[Labeled contour entries]
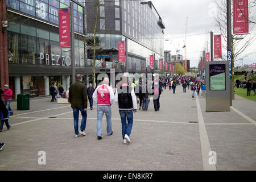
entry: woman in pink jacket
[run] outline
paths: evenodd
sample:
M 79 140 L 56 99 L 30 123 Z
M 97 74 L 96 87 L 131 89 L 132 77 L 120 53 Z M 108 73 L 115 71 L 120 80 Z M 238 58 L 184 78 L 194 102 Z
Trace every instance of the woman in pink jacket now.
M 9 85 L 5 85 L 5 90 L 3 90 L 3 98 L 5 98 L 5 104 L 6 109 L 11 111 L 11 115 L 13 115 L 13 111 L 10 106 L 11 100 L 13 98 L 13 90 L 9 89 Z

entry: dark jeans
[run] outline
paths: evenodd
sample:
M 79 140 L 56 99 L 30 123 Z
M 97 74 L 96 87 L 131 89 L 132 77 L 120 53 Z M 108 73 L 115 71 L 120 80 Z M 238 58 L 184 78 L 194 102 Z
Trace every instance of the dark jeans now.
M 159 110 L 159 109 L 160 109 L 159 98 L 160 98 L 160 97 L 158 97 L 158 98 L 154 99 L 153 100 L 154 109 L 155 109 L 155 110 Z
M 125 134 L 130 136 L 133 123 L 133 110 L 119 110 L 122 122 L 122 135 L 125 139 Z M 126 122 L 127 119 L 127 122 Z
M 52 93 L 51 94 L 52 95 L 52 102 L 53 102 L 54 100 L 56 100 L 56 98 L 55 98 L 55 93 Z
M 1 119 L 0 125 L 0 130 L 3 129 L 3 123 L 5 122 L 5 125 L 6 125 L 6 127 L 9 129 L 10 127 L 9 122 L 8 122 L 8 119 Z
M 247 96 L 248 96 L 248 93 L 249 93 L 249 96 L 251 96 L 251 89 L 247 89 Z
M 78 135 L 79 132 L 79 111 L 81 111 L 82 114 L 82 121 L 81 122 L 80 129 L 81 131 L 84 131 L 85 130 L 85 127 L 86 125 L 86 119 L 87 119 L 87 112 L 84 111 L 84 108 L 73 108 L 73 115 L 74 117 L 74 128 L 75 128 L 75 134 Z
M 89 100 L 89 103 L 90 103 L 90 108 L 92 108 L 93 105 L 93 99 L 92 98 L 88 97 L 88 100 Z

__Problem description__
Reproduce the records starting at the line containing "entry: dark jeans" and ending at the last line of the records, requests included, scaling every outline coordinate in the answers by 1.1 and rounding to whole numbers with halves going up. Keep the numbers in the requests and their sample paths unchanged.

__Written solution__
entry: dark jeans
[run] outline
paths: evenodd
sample:
M 79 140 L 56 99 L 30 123 Z
M 97 74 L 96 87 L 131 89 L 132 77 L 120 53 Z M 108 73 L 115 71 L 120 80 Z M 238 58 L 184 78 L 194 102 Z
Trace every instance of the dark jeans now.
M 175 121 L 175 120 L 176 120 L 175 108 L 176 108 L 176 107 L 174 107 L 174 108 L 169 109 L 168 110 L 169 120 L 171 120 L 171 121 Z
M 138 147 L 143 150 L 146 135 L 146 121 L 131 121 L 134 134 L 134 149 L 138 153 Z M 139 134 L 140 131 L 140 134 Z
M 57 102 L 56 103 L 57 105 L 57 112 L 58 112 L 59 110 L 62 110 L 62 108 L 61 108 L 61 102 Z
M 1 131 L 0 138 L 0 143 L 3 142 L 3 135 L 6 134 L 6 138 L 7 138 L 7 140 L 10 142 L 11 140 L 10 134 L 9 134 L 9 131 Z
M 272 106 L 273 106 L 273 102 L 274 102 L 274 106 L 276 106 L 276 98 L 272 98 Z
M 86 149 L 87 145 L 87 122 L 89 122 L 90 125 L 90 133 L 89 134 L 88 142 L 89 144 L 92 144 L 94 143 L 94 140 L 95 138 L 95 131 L 96 131 L 96 123 L 92 122 L 92 119 L 80 119 L 80 127 L 81 129 L 81 141 L 83 141 L 83 147 Z
M 98 110 L 98 113 L 99 113 L 99 119 L 101 119 L 102 116 L 102 109 L 101 108 L 97 107 L 97 110 Z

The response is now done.